=== Text to read ===

Brake bleed/flush without vacuum?

Joined
Aug 8, 2015
Messages
469
Location
CT USA
Bike
07 ST1300
I just went through the whole process by just pumping pedals and levers.
Seemed to work fine.
What is the need for vacuum equipment about? Is my bike about to self destruct?
 
Assuming this is a serious question, vacuum just makes it easier and (much) quicker for one person to successfully bleed/flush the system. Also helps with those systems that are difficult to bleed.
 
Vacuum equipment is not needed, but it can speed up the process. I too have always used the lever pump method, synchronizing each lever action with an opening then closing of the bleed nipple. As long as the reservoir is kept filled with fluid, no air is pulled into the system.

One of the issues of any other technique is that the threads at the bleed nipple leak in air--many folks wrap the nipple threads with Teflon tape to reduce that, or like me we close the nipple at the end of every lever stroke so that air isn't pulled back in through those threads.

There is no right way or wrong way, as long as you have a method that completes the bleeding without air in the lines at a speed that works for you. :)
 
+1 on Paul's comments.

Some people thing the vacuum is adding air to the system because of the bubbles you see but that's only because the hose to bleeder is not usually tight... the pressure is pulling so it will pull fluid and not allow air into the system.

There are many ways to bleed the system and they all work fine. So, you are good.
 
I usually start off with the vacuum and then do a couple of lever/pedal (while leaving the vacuum attached) at the end to make sure they still feel firm!
 
Vacuum pumps help me when the lever or pedal is on the other side or end of the bike and it's too far for my hands to reach both and I do not have a helper.

=== Supplied material ===

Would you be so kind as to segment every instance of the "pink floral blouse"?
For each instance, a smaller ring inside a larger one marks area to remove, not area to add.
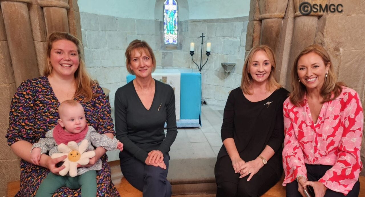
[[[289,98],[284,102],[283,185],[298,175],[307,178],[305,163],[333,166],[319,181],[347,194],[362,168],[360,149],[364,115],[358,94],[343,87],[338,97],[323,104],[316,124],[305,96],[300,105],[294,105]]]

===

## Task to complete
Print in full, word for word, the forum thread above, which concerns bleeding brakes without vacuum equipment.

## Solution to this exercise
Brake bleed/flush without vacuum?

Joined
Aug 8, 2015
Messages
469
Location
CT USA
Bike
07 ST1300
I just went through the whole process by just pumping pedals and levers.
Seemed to work fine.
What is the need for vacuum equipment about? Is my bike about to self destruct?
 
Assuming this is a serious question, vacuum just makes it easier and (much) quicker for one person to successfully bleed/flush the system. Also helps with those systems that are difficult to bleed.
 
Vacuum equipment is not needed, but it can speed up the process. I too have always used the lever pump method, synchronizing each lever action with an opening then closing of the bleed nipple. As long as the reservoir is kept filled with fluid, no air is pulled into the system.

One of the issues of any other technique is that the threads at the bleed nipple leak in air--many folks wrap the nipple threads with Teflon tape to reduce that, or like me we close the nipple at the end of every lever stroke so that air isn't pulled back in through those threads.

There is no right way or wrong way, as long as you have a method that completes the bleeding without air in the lines at a speed that works for you. :)
 
+1 on Paul's comments.

Some people thing the vacuum is adding air to the system because of the bubbles you see but that's only because the hose to bleeder is not usually tight... the pressure is pulling so it will pull fluid and not allow air into the system.

There are many ways to bleed the system and they all work fine. So, you are good.
 
I usually start off with the vacuum and then do a couple of lever/pedal (while leaving the vacuum attached) at the end to make sure they still feel firm!
 
Vacuum pumps help me when the lever or pedal is on the other side or end of the bike and it's too far for my hands to reach both and I do not have a helper.